Supplied material START

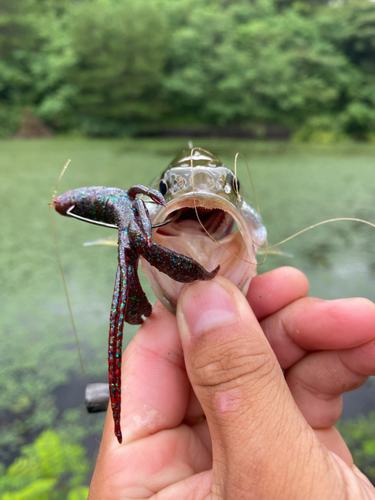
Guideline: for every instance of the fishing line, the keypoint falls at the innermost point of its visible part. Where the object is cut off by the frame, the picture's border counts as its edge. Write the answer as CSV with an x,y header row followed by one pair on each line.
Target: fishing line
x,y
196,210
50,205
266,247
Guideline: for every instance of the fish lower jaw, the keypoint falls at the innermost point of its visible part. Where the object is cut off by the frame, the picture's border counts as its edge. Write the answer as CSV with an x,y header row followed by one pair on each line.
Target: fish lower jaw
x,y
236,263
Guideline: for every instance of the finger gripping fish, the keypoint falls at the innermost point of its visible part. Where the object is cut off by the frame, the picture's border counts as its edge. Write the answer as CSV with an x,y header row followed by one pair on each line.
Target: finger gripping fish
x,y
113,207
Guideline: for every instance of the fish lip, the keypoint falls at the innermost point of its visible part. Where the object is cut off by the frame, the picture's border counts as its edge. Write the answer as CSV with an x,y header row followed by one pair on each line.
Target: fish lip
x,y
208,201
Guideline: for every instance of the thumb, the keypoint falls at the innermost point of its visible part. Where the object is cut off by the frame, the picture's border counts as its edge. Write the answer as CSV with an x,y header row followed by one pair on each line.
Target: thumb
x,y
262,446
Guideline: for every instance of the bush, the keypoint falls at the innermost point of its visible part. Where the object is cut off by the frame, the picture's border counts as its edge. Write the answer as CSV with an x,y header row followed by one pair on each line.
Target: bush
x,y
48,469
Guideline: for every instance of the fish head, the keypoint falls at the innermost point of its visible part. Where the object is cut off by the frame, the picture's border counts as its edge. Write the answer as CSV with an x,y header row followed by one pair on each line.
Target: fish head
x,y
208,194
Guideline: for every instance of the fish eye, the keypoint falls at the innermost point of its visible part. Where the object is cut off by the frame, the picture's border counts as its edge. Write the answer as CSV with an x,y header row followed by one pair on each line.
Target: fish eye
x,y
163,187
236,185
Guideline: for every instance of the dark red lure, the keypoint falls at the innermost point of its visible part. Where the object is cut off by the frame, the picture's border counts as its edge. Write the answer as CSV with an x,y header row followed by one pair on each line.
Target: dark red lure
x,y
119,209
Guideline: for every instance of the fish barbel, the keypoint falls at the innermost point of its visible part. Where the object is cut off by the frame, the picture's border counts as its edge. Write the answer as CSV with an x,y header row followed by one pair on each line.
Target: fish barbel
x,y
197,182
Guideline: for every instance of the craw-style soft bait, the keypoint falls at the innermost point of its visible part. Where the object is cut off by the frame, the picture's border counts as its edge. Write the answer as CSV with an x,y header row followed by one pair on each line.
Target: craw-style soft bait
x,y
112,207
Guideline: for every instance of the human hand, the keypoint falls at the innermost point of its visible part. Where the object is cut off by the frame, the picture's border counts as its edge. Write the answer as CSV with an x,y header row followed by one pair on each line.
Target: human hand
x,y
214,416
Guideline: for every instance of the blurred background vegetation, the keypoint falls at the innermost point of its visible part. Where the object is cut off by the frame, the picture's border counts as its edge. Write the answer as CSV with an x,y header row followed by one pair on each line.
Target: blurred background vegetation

Supplied material END
Supplied material START

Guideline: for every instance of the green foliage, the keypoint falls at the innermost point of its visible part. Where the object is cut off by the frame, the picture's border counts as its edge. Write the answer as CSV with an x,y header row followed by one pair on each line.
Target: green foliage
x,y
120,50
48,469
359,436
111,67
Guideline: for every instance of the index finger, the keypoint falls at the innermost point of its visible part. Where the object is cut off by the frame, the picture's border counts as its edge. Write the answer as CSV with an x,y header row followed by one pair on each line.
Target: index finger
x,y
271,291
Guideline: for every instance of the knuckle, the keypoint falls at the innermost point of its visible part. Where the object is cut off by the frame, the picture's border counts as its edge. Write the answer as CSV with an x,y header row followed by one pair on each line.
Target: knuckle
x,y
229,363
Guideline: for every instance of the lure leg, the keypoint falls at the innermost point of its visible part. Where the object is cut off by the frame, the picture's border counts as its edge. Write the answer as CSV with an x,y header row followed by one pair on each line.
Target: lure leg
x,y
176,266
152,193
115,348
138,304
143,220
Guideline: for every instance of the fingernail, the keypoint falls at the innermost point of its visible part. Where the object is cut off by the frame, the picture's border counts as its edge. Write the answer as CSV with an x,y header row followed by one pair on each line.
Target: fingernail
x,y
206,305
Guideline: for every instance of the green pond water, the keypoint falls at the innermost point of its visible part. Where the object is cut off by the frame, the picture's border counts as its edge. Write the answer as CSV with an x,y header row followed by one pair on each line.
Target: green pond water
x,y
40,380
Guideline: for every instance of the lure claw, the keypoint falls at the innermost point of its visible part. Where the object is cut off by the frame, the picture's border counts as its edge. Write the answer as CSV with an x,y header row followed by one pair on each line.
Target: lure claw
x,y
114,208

Supplied material END

» **Work item**:
Taking the entries above, write out exactly the lines starting with the line containing "Guideline: for every instance of the human" and going on through the line containing "Target: blurred background vegetation", both included, and nothing else.

» **Expected answer**:
Guideline: for every instance of the human hand, the keypoint falls at the innermost point of its visible part. Where the object is cut off by the frame, the picture's border counts as its edge. Write the answer as CSV with an x,y header row followed by one pair on each line.
Target: human hand
x,y
214,416
Guideline: for every instance of the blurred background vegetation, the keypoint falls at the innermost point of its visible part. Where the object is cut off by the frame, the picture's border counts as its edge. Write the answer as CSV with an x,y header row followed by one pair on each line.
Target: blurred background vegetation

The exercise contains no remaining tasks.